ACTIVITY: All lines below are to be output exactly as they stand.

AVAILABLE DATA:

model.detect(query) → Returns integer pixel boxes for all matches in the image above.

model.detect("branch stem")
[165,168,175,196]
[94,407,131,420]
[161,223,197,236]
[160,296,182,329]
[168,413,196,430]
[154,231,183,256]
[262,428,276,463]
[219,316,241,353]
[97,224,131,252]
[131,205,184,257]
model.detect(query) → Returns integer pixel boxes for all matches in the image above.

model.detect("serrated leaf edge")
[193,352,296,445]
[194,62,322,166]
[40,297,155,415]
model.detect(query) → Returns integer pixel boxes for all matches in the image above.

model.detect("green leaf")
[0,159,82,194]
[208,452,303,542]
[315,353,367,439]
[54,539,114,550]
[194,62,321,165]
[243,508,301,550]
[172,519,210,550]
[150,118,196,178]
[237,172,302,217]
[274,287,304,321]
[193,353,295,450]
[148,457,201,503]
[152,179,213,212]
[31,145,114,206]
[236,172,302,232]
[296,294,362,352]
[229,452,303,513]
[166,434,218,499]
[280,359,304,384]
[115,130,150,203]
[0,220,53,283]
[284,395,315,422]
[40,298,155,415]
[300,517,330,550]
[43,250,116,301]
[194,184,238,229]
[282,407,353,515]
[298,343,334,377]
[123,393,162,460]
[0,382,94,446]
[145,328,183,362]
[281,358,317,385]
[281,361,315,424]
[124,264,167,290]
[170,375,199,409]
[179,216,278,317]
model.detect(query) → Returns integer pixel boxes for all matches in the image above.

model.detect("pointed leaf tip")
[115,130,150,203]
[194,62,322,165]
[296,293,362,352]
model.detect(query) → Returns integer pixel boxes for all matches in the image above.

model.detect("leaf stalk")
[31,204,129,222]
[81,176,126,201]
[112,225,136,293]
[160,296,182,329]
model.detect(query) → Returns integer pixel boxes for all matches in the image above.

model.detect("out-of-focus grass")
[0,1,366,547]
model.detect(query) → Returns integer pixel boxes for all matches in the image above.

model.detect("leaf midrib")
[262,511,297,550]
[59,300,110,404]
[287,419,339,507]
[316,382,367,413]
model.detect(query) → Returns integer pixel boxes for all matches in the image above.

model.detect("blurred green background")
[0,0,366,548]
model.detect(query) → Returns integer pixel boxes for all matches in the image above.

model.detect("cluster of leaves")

EXPECTED ANSWER:
model.detect(query) → Returns integer pixel boxes for all matches in the image above.

model.detect("branch stem")
[165,168,175,196]
[94,407,131,420]
[161,223,197,236]
[160,296,182,329]
[168,413,196,430]
[154,231,183,256]
[262,428,276,463]
[219,316,241,353]
[97,224,131,252]
[131,205,184,257]
model.detect(query) → Returns integer pixel boxes for all matches in the image above.

model.detect("serrated leaf edge")
[193,352,296,445]
[194,62,322,166]
[40,297,155,415]
model.detect(query) → Returns integer pixel boxes for all matches in the image above.

model.detect("green leaf")
[0,159,82,194]
[208,452,303,542]
[315,353,367,439]
[54,539,114,550]
[194,62,321,165]
[243,508,301,550]
[172,519,210,550]
[150,118,196,178]
[237,172,302,217]
[274,287,304,321]
[193,353,295,450]
[148,457,201,503]
[152,179,213,212]
[31,145,114,206]
[236,172,302,232]
[296,294,362,352]
[229,452,303,513]
[166,434,218,499]
[280,359,304,384]
[115,130,150,203]
[0,220,53,283]
[284,395,315,422]
[40,298,155,415]
[300,517,330,550]
[43,250,116,301]
[194,184,238,229]
[282,407,353,515]
[298,343,334,377]
[123,393,162,460]
[0,382,94,446]
[145,328,183,362]
[281,358,317,385]
[281,361,315,424]
[124,264,167,290]
[170,375,199,409]
[179,216,278,317]
model.detect(query) → Returns integer pixel boxes for all matches in the image above.

model.detect("pointed leaf tip")
[115,130,150,203]
[194,62,322,165]
[296,293,362,352]
model.detect(query) → Returns integer pixel boxes for all matches in the image above.

model.detect("leaf stalk")
[31,204,129,222]
[81,176,126,201]
[112,225,136,293]
[160,296,182,329]
model.detect(query) → Returns integer pixel boxes for all matches in the image above.

model.detect("out-of-focus grass")
[0,1,366,547]
model.detect(query) → Returns integer pixel boxes for all matches in the image above.

model.detect("leaf midrib")
[262,511,297,550]
[59,300,110,404]
[287,419,339,507]
[316,382,367,413]
model.detect(query) → Returns integer pixel boxes for all matches in the image above.

model.detect("blurred green background")
[0,0,366,548]
model.detect(query) → Returns integer pixel boxes for all matches in the image above.

model.detect("cluster of leaves")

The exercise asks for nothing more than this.